* Activity: Extract the full listing below without altering a single character.
*** Begin section ***
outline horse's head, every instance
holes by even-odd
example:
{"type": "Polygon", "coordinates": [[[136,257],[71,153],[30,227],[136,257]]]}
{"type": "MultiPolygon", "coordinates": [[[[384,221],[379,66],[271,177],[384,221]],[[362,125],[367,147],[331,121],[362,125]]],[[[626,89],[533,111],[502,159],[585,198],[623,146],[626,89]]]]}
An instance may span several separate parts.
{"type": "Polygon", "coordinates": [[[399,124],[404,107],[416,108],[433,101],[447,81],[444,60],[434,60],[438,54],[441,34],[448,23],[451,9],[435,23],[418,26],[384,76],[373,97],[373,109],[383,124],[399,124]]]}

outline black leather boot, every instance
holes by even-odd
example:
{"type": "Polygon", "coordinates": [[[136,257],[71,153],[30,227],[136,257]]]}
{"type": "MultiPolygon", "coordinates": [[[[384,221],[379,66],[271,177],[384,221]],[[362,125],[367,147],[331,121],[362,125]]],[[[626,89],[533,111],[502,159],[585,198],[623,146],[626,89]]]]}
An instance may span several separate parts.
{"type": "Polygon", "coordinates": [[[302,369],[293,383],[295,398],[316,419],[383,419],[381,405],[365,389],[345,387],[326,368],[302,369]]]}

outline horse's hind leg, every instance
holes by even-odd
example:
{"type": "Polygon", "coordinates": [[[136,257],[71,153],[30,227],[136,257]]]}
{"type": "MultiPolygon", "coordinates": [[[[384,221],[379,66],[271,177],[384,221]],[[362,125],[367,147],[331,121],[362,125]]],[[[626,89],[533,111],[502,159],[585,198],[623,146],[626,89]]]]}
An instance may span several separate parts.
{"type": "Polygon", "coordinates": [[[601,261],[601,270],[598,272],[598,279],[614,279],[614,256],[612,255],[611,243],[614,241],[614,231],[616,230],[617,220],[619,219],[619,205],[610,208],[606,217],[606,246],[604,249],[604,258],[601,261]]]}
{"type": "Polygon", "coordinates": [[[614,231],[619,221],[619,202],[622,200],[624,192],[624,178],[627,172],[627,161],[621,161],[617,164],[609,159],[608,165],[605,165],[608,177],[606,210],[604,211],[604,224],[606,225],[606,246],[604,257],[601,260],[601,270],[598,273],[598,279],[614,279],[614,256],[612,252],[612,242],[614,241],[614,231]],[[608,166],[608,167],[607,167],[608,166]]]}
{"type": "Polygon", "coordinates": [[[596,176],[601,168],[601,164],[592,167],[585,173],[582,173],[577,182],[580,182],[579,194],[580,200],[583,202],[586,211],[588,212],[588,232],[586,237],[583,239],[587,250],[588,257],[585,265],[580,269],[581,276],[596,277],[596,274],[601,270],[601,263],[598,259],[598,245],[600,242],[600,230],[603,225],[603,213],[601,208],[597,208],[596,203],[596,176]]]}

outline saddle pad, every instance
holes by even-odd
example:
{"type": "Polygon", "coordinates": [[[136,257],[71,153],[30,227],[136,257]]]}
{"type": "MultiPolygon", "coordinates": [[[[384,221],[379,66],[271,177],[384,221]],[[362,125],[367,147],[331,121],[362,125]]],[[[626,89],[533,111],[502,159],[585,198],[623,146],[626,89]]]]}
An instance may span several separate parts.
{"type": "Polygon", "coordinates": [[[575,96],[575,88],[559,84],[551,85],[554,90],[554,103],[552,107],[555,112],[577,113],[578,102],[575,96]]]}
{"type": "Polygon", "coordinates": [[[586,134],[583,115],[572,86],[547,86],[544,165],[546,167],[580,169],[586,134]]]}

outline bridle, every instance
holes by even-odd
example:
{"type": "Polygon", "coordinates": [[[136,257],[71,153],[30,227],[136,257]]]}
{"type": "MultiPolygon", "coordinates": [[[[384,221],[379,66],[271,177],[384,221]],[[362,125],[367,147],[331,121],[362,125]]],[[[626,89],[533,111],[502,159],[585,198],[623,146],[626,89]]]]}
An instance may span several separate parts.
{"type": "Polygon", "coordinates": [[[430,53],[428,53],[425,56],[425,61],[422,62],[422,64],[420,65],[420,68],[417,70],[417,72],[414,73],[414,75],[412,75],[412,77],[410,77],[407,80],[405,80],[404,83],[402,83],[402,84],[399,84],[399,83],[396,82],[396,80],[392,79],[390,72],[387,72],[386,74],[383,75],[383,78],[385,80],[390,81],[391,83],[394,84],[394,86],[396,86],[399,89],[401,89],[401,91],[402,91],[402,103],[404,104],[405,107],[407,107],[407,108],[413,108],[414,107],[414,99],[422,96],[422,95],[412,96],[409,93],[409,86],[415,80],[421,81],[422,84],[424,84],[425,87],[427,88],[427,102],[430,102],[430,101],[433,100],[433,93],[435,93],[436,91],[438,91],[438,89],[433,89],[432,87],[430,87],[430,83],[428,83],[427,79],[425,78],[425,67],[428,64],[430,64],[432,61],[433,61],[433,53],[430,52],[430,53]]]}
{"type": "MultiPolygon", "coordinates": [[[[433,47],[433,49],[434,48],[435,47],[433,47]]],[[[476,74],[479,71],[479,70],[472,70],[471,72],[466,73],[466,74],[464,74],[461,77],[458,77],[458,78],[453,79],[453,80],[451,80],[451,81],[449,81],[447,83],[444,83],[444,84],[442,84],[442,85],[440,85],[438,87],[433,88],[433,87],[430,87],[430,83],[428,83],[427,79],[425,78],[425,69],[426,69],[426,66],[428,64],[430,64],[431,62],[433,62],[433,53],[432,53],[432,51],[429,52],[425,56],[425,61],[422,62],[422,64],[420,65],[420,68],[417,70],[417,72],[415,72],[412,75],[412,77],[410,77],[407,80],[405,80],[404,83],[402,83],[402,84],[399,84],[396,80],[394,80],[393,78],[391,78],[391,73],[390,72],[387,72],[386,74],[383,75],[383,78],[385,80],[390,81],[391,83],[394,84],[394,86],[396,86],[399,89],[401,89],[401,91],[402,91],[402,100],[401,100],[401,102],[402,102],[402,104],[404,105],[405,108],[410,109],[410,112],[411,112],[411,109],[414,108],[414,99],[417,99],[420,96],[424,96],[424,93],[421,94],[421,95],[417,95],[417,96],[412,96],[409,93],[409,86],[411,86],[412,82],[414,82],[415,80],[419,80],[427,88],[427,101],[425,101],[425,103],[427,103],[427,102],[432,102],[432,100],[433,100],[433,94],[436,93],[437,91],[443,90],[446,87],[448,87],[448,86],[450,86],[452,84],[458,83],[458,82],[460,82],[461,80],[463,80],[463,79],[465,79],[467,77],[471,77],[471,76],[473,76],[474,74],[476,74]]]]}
*** End section ***
* Response:
outline horse's head, every instance
holes by even-odd
example:
{"type": "Polygon", "coordinates": [[[136,257],[71,153],[30,227],[136,257]]]}
{"type": "MultiPolygon", "coordinates": [[[[384,221],[379,66],[271,177],[384,221]],[[362,125],[367,147],[331,121],[362,125]]],[[[626,89],[533,111],[502,159],[585,198],[623,146],[626,89]]]]}
An instance may span several separate parts.
{"type": "Polygon", "coordinates": [[[399,124],[404,107],[416,108],[433,101],[447,81],[444,60],[434,60],[438,54],[441,34],[448,23],[451,9],[435,23],[418,26],[384,76],[373,97],[373,109],[383,124],[399,124]]]}

outline black leather boot, every instance
holes by even-odd
example:
{"type": "Polygon", "coordinates": [[[136,257],[71,153],[30,227],[136,257]]]}
{"type": "MultiPolygon", "coordinates": [[[[384,221],[379,66],[271,177],[384,221]],[[362,125],[367,147],[331,121],[362,125]]],[[[626,89],[533,111],[502,159],[585,198],[623,146],[626,89]]]]}
An instance may span several separate parts.
{"type": "Polygon", "coordinates": [[[302,369],[293,383],[295,398],[316,419],[383,419],[381,405],[365,389],[345,387],[326,368],[302,369]]]}

outline horse's hind leg, every instance
holes by even-odd
example:
{"type": "Polygon", "coordinates": [[[136,257],[71,153],[30,227],[136,257]]]}
{"type": "MultiPolygon", "coordinates": [[[[384,221],[379,66],[271,177],[384,221]],[[362,125],[367,147],[331,121],[362,125]]],[[[626,89],[533,111],[502,159],[585,198],[623,146],[626,89]]]]}
An instance may span several separate parts.
{"type": "Polygon", "coordinates": [[[601,261],[601,270],[598,272],[598,279],[614,279],[614,256],[612,255],[611,243],[614,241],[614,231],[616,230],[617,220],[619,219],[619,205],[610,208],[606,217],[606,246],[604,249],[604,258],[601,261]]]}
{"type": "Polygon", "coordinates": [[[614,231],[619,221],[619,202],[622,200],[624,192],[624,178],[627,172],[627,161],[621,161],[617,164],[609,159],[608,165],[605,165],[608,177],[606,210],[604,211],[604,224],[606,225],[606,246],[604,257],[601,260],[601,270],[598,273],[598,279],[614,279],[614,256],[612,252],[612,242],[614,241],[614,231]],[[608,166],[608,167],[607,167],[608,166]]]}
{"type": "Polygon", "coordinates": [[[596,176],[601,168],[601,164],[592,167],[585,173],[582,173],[577,182],[580,182],[579,194],[580,200],[583,202],[586,211],[588,212],[588,232],[586,237],[583,239],[587,250],[588,257],[585,265],[580,269],[581,276],[596,277],[596,274],[601,270],[601,263],[598,259],[598,245],[600,242],[600,230],[603,225],[603,213],[601,208],[597,208],[596,203],[596,176]]]}

outline saddle pad, every instance
holes by even-odd
example:
{"type": "Polygon", "coordinates": [[[136,257],[71,153],[30,227],[136,257]]]}
{"type": "MultiPolygon", "coordinates": [[[[384,221],[379,66],[271,177],[384,221]],[[362,125],[367,147],[331,121],[362,125]]],[[[626,89],[533,111],[502,159],[585,198],[623,146],[626,89]]]]}
An instance may span several separate parts.
{"type": "Polygon", "coordinates": [[[575,96],[575,88],[559,84],[551,85],[554,90],[554,103],[552,107],[555,112],[577,113],[578,102],[575,96]]]}
{"type": "Polygon", "coordinates": [[[586,134],[583,115],[572,86],[547,86],[544,165],[546,167],[580,169],[586,134]]]}

outline bridle, every instance
holes by even-odd
example:
{"type": "Polygon", "coordinates": [[[136,257],[71,153],[30,227],[136,257]]]}
{"type": "MultiPolygon", "coordinates": [[[[384,221],[379,66],[271,177],[384,221]],[[362,125],[367,147],[331,121],[362,125]]],[[[626,89],[533,111],[502,159],[585,198],[623,146],[626,89]]]]}
An instance may span several separate parts.
{"type": "Polygon", "coordinates": [[[430,53],[428,53],[425,56],[425,61],[422,62],[422,64],[420,65],[420,68],[417,70],[417,72],[414,73],[414,75],[412,75],[412,77],[410,77],[407,80],[405,80],[404,83],[402,83],[402,84],[399,84],[399,83],[396,82],[396,80],[392,79],[390,72],[387,72],[386,74],[383,75],[383,78],[385,80],[390,81],[391,83],[394,84],[394,86],[396,86],[399,89],[401,89],[401,91],[402,91],[402,103],[404,104],[405,107],[407,107],[407,108],[413,108],[414,107],[414,99],[422,96],[422,95],[412,96],[409,93],[409,86],[415,80],[421,81],[422,84],[424,84],[425,87],[427,88],[427,102],[430,102],[430,101],[433,100],[433,93],[435,93],[436,91],[438,91],[438,89],[433,89],[432,87],[430,87],[430,83],[428,83],[427,79],[425,78],[425,67],[428,64],[430,64],[432,61],[433,61],[433,53],[430,52],[430,53]]]}
{"type": "MultiPolygon", "coordinates": [[[[433,47],[433,49],[434,48],[435,47],[433,47]]],[[[476,74],[479,71],[479,70],[472,70],[471,72],[466,73],[466,74],[464,74],[461,77],[458,77],[458,78],[453,79],[453,80],[451,80],[451,81],[449,81],[447,83],[444,83],[444,84],[442,84],[442,85],[440,85],[438,87],[433,88],[433,87],[430,87],[430,83],[428,83],[427,79],[425,78],[425,69],[426,69],[426,66],[428,64],[430,64],[431,62],[433,62],[433,53],[432,53],[432,51],[429,52],[425,56],[425,61],[422,62],[422,64],[420,65],[420,68],[417,70],[417,72],[415,72],[412,75],[412,77],[410,77],[407,80],[405,80],[404,83],[402,83],[402,84],[399,84],[396,80],[394,80],[393,78],[391,78],[391,73],[390,72],[387,72],[386,74],[383,75],[383,78],[385,80],[390,81],[391,83],[394,84],[394,86],[396,86],[399,89],[401,89],[401,91],[402,91],[402,100],[401,100],[401,102],[402,102],[402,104],[404,105],[405,108],[410,109],[410,112],[411,112],[411,109],[414,108],[414,99],[417,99],[420,96],[424,96],[424,93],[421,94],[421,95],[417,95],[417,96],[412,96],[409,93],[409,86],[411,86],[412,82],[414,82],[415,80],[419,80],[427,88],[427,101],[425,101],[425,103],[427,103],[427,102],[432,102],[432,100],[433,100],[433,94],[436,93],[437,91],[443,90],[446,87],[448,87],[448,86],[450,86],[452,84],[458,83],[458,82],[460,82],[461,80],[463,80],[463,79],[465,79],[467,77],[471,77],[471,76],[473,76],[474,74],[476,74]]]]}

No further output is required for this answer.